* _BRIEF_: In the entries below, replace every occurrence of "raised arm" with "lifted arm", leaving everything else unchanged.

* _MATERIAL FOR THIS TASK_:
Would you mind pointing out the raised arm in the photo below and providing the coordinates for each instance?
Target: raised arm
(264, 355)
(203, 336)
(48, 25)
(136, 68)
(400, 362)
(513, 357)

* _RESULT OF THIS TASK_:
Would you mind pointing out the lifted arm in the photo below and providing the coordinates for each instance?
Target: lifted arm
(264, 355)
(203, 336)
(48, 25)
(136, 68)
(400, 362)
(513, 357)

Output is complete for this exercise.